» Given exercise
Exact repetition is required: output every record in full.

» Listed records
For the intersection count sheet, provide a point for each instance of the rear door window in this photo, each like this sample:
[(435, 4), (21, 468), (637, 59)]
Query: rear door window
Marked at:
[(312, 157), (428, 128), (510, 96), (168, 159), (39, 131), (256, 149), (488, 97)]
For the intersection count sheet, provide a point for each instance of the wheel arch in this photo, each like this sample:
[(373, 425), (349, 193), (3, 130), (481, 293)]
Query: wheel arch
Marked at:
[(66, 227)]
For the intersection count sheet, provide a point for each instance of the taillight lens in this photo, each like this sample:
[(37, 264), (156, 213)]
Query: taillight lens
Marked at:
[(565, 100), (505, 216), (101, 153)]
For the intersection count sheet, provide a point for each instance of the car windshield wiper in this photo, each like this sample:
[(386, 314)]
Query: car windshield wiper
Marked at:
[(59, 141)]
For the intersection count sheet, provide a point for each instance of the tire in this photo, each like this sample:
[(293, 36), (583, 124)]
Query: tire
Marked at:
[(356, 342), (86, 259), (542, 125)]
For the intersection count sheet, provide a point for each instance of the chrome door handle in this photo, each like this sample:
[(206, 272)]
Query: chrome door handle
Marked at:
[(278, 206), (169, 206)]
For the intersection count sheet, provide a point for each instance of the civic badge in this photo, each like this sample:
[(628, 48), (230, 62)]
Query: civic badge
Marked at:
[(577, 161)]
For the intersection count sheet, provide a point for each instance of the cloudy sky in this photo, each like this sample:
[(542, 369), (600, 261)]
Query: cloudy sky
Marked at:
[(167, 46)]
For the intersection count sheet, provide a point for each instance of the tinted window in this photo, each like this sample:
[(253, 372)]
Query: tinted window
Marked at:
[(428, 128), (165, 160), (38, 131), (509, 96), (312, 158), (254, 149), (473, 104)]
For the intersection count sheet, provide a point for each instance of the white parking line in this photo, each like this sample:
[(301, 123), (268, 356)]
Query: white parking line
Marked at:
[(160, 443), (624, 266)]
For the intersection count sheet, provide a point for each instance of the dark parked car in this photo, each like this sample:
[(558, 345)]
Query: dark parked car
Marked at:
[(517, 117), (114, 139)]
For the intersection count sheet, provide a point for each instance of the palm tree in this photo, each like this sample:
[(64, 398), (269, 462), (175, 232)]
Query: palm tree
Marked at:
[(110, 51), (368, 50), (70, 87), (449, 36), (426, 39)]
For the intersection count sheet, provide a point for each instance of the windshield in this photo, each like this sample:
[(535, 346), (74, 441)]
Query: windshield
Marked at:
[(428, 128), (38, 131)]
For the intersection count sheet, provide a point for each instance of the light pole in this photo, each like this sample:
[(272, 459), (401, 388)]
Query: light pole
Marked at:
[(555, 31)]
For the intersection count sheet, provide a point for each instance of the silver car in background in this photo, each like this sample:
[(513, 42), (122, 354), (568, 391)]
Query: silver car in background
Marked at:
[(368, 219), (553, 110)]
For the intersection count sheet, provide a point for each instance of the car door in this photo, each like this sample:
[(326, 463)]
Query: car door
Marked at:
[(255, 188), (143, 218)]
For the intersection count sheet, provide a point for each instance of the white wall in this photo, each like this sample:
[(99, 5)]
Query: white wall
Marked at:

» Expected answer
For the intersection count sheet, provide a point for each instance of the rear door window in this photo, each like this sample:
[(435, 4), (21, 468), (637, 59)]
Query: rear door window
Marked at:
[(312, 157), (428, 128), (510, 96), (168, 159), (39, 131), (256, 149), (488, 97)]
For the intersection count sheet, provide a point for each instance of the wheel arch in this photo, each like this sample:
[(373, 425), (349, 193), (3, 130), (481, 293)]
Query: wheel arch
Marked at:
[(66, 227)]
For the intersection count sheet, provide a point for each instance of the taillight lens in this photo, each like this sample:
[(37, 264), (156, 213)]
Query: taillight lens
Marked at:
[(565, 100), (505, 216), (101, 153)]
For the intersection count sheet, provide a point for each instance of the car windshield wiper in this photo, each like this sample:
[(386, 314)]
Query: car windshield wiper
Marked at:
[(59, 141)]
For the intersection count sheet, provide a point for each instance of the tire in this photo, each like this sample:
[(293, 36), (583, 124)]
Query: tire
Marked at:
[(356, 342), (86, 259), (542, 125)]
For the intersection count sheet, provide a point for each instance of the chrome door handle in this photo, each like this sample:
[(206, 272)]
Query: chrome door handle
Marked at:
[(278, 206), (169, 206)]
For the intersection count sheet, provide a point for each instance of the civic badge in this photo, each like this sample:
[(628, 48), (230, 62)]
Query: civic badge
Marked at:
[(577, 161)]
For the intersection count sheet, provide a point for each instance of the cloudy sky in this photo, each like this sample:
[(542, 369), (600, 261)]
Query: cloudy sky
Marked at:
[(167, 46)]
For the intersection count sheet, provide a point for each instance of the tinted window in this photo, each like this sample:
[(253, 372)]
Query: tinted window
Marked at:
[(428, 128), (165, 160), (38, 131), (509, 96), (312, 158), (254, 149), (473, 104)]
For the intersection count sheet, provide a point for each instance of the white parking line in this photo, each like this sample:
[(301, 123), (268, 356)]
Query: white parking line
Marked at:
[(160, 443), (624, 266)]
For the intersection count sheet, provide a point for each instance of the dark parked car in this photo, each like this sample:
[(558, 345)]
Query: dark parked car
Marked at:
[(517, 117), (114, 139)]
For the intersection count sheet, provide a point for each instance of the palm tree in this photo, each like this sample:
[(64, 398), (269, 462), (175, 232)]
Query: palm tree
Marked at:
[(110, 51), (368, 50), (70, 87), (449, 36), (426, 39)]
For the intersection count sheet, provide a point for each instance of the windshield in this photo, each like this sample:
[(535, 346), (74, 441)]
Query: windshield
Marked at:
[(428, 128), (38, 131)]
For the intersection count sheet, provide a point for each instance of the light pole in this photo, each like this sample:
[(272, 459), (401, 388)]
Query: light pole
Marked at:
[(555, 31)]
For the intersection count sheet, provide a point for each instance of the silver car in background in this photo, each like this sample:
[(513, 42), (122, 354), (568, 391)]
Query: silver car in background
Marked at:
[(368, 219), (553, 110)]
For the intersection count sheet, provide a point for each instance of the car door in this photo, each like this sample:
[(326, 463)]
Query: car door
Marked at:
[(255, 188), (143, 218)]
For the intersection count sheet, provide a point for each instance of the white wall in this photo, each like this sample:
[(99, 5)]
Query: white wall
Marked at:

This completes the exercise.